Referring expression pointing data

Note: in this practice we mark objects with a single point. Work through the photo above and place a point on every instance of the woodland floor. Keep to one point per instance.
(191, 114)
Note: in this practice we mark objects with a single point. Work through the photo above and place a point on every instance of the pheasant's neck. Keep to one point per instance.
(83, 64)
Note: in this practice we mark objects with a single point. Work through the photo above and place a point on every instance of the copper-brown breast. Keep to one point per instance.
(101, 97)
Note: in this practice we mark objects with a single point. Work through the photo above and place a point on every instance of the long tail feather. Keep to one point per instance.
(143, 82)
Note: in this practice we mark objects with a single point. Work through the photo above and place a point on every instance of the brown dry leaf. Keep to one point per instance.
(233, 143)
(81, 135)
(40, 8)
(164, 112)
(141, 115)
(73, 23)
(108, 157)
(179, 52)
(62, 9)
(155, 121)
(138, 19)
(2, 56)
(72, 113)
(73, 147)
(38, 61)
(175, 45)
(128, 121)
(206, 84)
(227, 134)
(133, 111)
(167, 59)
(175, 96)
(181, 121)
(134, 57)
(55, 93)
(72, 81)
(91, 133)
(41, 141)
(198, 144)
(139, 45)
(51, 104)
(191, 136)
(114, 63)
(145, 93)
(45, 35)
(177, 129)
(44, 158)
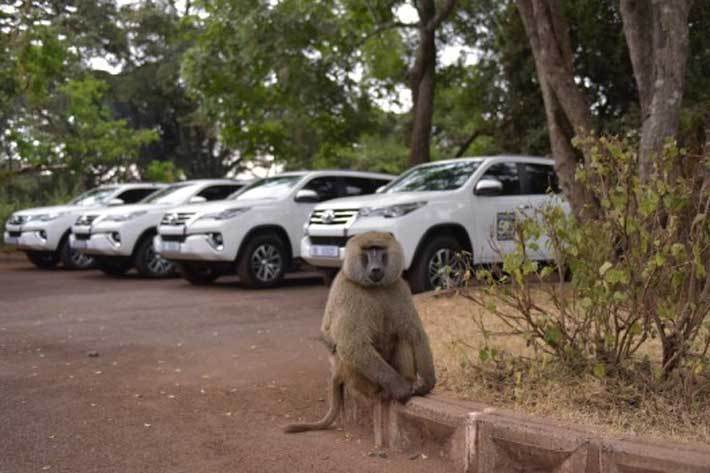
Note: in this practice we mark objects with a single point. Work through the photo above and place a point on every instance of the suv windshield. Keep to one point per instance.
(434, 177)
(269, 188)
(96, 196)
(173, 195)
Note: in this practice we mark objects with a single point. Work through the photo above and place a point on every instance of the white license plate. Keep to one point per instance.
(325, 251)
(170, 246)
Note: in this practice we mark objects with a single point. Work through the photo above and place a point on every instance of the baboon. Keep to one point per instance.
(377, 344)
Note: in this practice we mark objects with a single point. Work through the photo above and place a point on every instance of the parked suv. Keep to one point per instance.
(437, 211)
(257, 233)
(43, 232)
(122, 238)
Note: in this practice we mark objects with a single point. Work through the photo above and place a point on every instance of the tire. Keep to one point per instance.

◆ **Work to complete**
Omit the pictures, then set down all the remaining data exactly as given.

◆ **Exercise solution**
Note: in this practice we mark objects with a single point. Work through the photo above and place a point on every instance of the woodland floor. Keep to one point per instance.
(191, 114)
Note: in this practice we mark objects with a single point. Work through the photo above and place a point on every instance of the pheasant's neck. Keep to one point per instance.
(83, 64)
Note: in this practice we mark objects with a single point. Work through the photo above and place a point on every instance of the copper-brown breast. Keep to one point per instance.
(101, 97)
Note: in this practice we mark objects with a single point. Work through the photo above and place a point on every instance of the long tail feather. Keep to one point per instance.
(143, 82)
Note: in this practice we mark objects with a single point. Work through the photo above and place a point on every instance of the brown dry leaf. Keep to one point per instance.
(233, 143)
(81, 135)
(40, 8)
(164, 112)
(141, 115)
(73, 23)
(108, 157)
(179, 52)
(62, 9)
(155, 121)
(138, 19)
(2, 56)
(72, 113)
(73, 147)
(38, 61)
(175, 45)
(128, 121)
(206, 84)
(227, 134)
(133, 111)
(167, 59)
(175, 96)
(181, 121)
(134, 57)
(55, 93)
(72, 81)
(91, 133)
(41, 141)
(198, 144)
(139, 45)
(51, 104)
(191, 136)
(114, 63)
(145, 93)
(45, 35)
(177, 129)
(44, 158)
Note: in this practice we mark objects with a single point. Work through the photo above and place a point on every instance of the suv windshield. Keep to one point per instance.
(434, 177)
(269, 188)
(96, 196)
(173, 195)
Note: in this practice we mark objects with a single point. Work through the photo above and place a point on every instance of the white license plate. Keep to one point per instance.
(325, 251)
(170, 246)
Note: in this practice we mark objects with a single point. Work through the photo above and place a point on every instance of the baboon. Keep to one point per instance.
(377, 344)
Note: in this practice we mark objects with a single point. Work through the photo above and place a point on every instance of the parked suv. Keep to one point per instance.
(437, 211)
(257, 233)
(43, 232)
(122, 238)
Note: in this practice we mark objects with a single point. Work through the photo above and place a point on every instance of the tire. Keep to one point per instance.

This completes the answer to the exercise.